**Tekst:**
**********
In een discussie met Peter De Keyzer erkende deze laatste dat België de laatste 20 jaar een sterke prestatie had afgelegd wat betreft de vermindering van de overheidsschuld. Maar, zo stelde hij, toen was de situatie anders: er was geen vergrijzing, de belastingen konden nog naar omhoog en er was de rentebonus. Dat zijn 3 zaken, zo stelde hij volgens mij terecht, die nu niet meer het geval zijn. De rente staat al laag, belastingen zitten aan hun top en de vergrijzing is volop bezig.
**********
**Korte oefening 1:**
Vat de tekst over de Belgische overheidsschuld samen in twee zinnen.

**Gegevensfragment:**
**********
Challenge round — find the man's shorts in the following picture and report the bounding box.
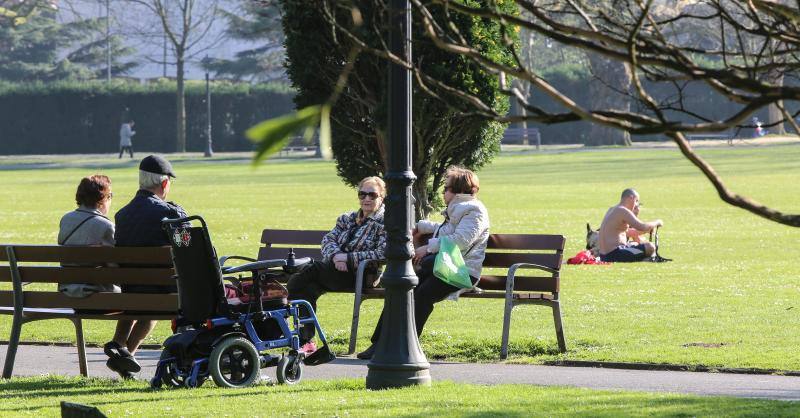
**********
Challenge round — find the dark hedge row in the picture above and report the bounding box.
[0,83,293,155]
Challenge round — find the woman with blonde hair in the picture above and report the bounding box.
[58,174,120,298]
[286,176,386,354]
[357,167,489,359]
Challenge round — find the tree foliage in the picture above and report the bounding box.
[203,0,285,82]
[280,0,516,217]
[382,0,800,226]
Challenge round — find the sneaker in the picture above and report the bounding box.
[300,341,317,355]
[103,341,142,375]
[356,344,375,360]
**********
**Korte oefening 2:**
Neem uit de records letterlijk de regels over, te beginnen bij de regel met "Challenge round — find the woman" en eindigend bij de regel met "[356,344,375,360]", beide regels inbegrepen.

**Oplossing 1:**
Peter De Keyzer erkende in een discussie dat België de laatste 20 jaar sterk heeft gepresteerd bij het verminderen van de overheidsschuld. Volgens hem was de situatie toen anders, omdat er geen vergrijzing was, de belastingen nog konden stijgen en er een rentebonus was, terwijl de rente nu laag staat, de belastingen aan hun top zitten en de vergrijzing volop bezig is.

**Oplossing 2:**
Challenge round — find the woman with blonde hair in the picture above and report the bounding box.
[58,174,120,298]
[286,176,386,354]
[357,167,489,359]
Challenge round — find the tree foliage in the picture above and report the bounding box.
[203,0,285,82]
[280,0,516,217]
[382,0,800,226]
Challenge round — find the sneaker in the picture above and report the bounding box.
[300,341,317,355]
[103,341,142,375]
[356,344,375,360]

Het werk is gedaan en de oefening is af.